** ENTRIES PROVIDED **
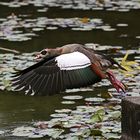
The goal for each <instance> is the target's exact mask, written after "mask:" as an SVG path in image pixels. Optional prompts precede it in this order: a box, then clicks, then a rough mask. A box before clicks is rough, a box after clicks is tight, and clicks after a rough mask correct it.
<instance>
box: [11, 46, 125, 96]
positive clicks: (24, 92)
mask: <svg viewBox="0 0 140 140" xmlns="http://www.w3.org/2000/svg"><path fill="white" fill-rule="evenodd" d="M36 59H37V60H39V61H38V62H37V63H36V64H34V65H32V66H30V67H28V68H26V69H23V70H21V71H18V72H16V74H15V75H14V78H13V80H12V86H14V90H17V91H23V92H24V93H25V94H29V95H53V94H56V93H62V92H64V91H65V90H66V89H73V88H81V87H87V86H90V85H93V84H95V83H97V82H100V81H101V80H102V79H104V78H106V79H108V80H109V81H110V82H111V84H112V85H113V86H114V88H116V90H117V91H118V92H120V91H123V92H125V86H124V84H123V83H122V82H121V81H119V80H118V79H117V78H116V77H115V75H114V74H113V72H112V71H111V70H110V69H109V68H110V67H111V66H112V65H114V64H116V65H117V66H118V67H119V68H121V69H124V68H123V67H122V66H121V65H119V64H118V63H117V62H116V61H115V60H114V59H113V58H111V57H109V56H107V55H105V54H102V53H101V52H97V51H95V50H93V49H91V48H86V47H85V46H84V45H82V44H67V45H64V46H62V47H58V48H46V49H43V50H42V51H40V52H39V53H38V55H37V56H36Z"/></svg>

--

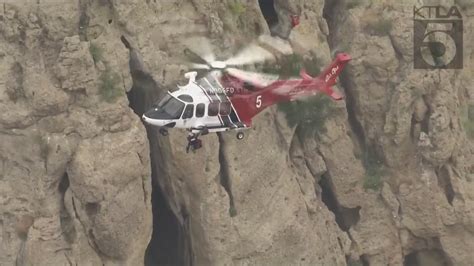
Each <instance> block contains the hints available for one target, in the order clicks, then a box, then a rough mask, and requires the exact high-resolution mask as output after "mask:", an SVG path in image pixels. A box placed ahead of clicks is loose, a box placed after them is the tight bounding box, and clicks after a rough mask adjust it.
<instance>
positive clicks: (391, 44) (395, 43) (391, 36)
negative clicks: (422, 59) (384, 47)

--

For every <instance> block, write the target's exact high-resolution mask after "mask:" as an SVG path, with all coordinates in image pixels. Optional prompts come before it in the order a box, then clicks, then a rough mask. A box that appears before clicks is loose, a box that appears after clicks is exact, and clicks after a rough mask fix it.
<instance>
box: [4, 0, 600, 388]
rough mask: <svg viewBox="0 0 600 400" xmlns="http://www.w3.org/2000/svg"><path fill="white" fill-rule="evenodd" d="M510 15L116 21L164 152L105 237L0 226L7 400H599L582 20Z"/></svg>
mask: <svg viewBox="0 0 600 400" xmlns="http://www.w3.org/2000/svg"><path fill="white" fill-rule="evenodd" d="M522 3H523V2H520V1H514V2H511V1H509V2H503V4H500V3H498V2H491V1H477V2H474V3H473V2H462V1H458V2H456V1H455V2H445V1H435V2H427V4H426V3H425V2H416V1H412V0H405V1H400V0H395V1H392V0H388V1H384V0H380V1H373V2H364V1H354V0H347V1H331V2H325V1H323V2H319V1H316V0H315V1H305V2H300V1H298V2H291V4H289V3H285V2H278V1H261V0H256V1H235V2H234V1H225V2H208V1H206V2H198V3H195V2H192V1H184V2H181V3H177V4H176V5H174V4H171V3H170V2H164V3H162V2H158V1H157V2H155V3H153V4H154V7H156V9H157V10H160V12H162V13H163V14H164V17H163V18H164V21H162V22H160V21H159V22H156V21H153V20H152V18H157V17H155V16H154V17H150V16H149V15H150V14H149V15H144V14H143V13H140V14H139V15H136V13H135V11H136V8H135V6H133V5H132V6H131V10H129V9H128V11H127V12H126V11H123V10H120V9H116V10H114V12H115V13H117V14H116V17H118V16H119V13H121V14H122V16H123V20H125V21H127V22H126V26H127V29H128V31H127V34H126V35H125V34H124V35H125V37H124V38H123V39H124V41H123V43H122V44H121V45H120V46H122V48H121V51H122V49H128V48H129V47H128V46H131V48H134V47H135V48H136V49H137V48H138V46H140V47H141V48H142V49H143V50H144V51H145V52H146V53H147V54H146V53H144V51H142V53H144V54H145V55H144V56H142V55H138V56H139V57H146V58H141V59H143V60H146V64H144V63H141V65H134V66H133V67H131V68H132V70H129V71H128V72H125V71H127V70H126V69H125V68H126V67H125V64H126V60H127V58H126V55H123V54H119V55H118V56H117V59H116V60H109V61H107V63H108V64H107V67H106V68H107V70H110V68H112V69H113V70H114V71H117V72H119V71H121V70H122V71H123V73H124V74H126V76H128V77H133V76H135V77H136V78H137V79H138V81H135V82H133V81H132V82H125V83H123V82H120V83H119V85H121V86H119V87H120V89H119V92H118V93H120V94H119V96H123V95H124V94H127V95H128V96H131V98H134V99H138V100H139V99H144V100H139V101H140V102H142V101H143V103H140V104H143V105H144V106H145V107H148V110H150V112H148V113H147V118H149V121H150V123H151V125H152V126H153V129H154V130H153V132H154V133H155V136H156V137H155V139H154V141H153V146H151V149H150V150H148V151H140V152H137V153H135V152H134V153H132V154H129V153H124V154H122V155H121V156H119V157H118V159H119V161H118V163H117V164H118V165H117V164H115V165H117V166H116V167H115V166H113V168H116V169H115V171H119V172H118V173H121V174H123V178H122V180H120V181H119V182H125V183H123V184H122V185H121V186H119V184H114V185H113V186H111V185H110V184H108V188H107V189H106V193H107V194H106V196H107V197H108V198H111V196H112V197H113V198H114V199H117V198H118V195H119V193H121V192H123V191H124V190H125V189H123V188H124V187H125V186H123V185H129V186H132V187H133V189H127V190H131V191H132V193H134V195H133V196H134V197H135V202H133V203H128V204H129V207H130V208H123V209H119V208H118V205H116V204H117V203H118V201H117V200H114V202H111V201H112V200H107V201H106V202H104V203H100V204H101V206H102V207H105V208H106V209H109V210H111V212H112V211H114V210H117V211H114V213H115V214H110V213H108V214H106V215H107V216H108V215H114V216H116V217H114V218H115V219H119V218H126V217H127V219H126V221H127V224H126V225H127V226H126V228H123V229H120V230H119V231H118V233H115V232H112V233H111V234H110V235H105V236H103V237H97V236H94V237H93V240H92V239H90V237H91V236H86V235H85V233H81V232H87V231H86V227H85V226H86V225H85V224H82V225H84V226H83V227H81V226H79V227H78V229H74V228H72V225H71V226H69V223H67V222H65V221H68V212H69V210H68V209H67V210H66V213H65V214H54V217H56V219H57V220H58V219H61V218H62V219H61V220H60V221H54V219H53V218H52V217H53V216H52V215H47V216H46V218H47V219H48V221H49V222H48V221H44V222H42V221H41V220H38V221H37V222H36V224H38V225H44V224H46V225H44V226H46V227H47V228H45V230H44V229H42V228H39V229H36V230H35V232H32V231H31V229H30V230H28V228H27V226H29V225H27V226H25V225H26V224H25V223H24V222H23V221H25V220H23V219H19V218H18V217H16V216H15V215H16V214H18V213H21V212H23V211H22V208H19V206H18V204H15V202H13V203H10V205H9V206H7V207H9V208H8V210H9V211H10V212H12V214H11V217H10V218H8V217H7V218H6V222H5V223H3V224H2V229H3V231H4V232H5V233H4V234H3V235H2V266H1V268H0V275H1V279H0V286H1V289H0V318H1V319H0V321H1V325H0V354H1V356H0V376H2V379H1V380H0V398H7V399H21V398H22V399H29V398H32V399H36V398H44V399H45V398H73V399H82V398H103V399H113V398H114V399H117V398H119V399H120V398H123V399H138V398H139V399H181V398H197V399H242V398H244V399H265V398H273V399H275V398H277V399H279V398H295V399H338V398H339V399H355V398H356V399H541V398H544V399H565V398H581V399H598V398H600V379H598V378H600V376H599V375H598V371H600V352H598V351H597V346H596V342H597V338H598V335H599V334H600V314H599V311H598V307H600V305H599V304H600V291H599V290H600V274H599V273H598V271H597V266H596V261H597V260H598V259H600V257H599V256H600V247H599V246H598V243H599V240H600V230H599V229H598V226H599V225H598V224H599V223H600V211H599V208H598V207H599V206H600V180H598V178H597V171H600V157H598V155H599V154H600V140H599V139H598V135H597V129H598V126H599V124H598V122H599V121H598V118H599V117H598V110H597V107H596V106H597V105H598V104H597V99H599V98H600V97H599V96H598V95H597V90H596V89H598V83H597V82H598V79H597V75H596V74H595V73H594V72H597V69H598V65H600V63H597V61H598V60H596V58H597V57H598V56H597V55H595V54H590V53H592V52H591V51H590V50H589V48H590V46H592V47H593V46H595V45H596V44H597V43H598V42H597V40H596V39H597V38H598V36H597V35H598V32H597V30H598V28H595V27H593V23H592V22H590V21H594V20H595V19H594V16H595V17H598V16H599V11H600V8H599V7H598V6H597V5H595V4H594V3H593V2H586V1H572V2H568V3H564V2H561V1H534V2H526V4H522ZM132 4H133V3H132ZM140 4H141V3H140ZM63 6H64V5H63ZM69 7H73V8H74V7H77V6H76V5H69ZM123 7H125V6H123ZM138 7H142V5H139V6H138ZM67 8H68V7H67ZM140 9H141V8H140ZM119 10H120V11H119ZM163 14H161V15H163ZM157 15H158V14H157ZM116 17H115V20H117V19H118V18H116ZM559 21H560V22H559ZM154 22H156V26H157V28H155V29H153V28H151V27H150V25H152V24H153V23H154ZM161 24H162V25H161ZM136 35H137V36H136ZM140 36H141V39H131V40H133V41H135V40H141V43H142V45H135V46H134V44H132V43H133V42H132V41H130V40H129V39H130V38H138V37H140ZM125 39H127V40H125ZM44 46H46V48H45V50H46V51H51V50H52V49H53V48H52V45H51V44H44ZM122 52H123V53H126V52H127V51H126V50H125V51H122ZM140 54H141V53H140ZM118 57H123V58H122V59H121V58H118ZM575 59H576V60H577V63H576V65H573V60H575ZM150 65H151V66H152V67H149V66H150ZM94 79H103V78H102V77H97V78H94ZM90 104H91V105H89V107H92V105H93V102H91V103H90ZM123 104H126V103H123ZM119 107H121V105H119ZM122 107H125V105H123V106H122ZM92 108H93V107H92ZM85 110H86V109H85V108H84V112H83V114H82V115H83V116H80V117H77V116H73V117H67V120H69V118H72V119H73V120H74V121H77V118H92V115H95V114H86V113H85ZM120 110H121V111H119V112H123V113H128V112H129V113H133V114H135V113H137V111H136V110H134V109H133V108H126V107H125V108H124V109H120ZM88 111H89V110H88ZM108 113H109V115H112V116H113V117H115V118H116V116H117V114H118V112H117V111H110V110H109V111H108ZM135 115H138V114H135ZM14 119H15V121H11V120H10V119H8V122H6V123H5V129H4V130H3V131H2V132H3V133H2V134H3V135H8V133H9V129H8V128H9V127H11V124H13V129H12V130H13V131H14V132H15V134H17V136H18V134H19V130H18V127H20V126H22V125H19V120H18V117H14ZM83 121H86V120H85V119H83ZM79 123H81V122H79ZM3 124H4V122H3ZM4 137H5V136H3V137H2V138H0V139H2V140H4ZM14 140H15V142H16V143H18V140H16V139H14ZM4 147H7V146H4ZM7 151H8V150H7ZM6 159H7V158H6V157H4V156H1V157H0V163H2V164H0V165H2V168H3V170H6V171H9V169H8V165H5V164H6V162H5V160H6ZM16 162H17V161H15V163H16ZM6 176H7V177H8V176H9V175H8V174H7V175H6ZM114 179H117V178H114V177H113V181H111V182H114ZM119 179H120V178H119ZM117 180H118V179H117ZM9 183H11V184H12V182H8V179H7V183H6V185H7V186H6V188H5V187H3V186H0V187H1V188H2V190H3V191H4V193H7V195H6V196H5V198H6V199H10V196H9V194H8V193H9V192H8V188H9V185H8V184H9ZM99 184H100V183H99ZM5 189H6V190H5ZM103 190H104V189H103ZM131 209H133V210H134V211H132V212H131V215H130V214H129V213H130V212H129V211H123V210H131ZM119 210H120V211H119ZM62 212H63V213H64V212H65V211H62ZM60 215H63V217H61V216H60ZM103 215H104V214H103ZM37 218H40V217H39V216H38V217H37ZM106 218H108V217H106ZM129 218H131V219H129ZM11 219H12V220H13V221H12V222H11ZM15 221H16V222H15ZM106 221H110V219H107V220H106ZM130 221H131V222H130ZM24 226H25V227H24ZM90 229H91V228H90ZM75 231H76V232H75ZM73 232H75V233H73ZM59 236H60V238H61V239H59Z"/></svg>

** ABOUT THIS TASK **
Print, verbatim, the part of the data above that opens with the line containing "The goal for" and closes with the line containing "positive clicks: (24, 92)", including both of those lines.

** EXPECTED OUTPUT **
The goal for each <instance> is the target's exact mask, written after "mask:" as an SVG path in image pixels. Optional prompts precede it in this order: a box, then clicks, then a rough mask. A box before clicks is rough, a box after clicks is tight, and clicks after a rough mask correct it.
<instance>
box: [11, 46, 125, 96]
positive clicks: (24, 92)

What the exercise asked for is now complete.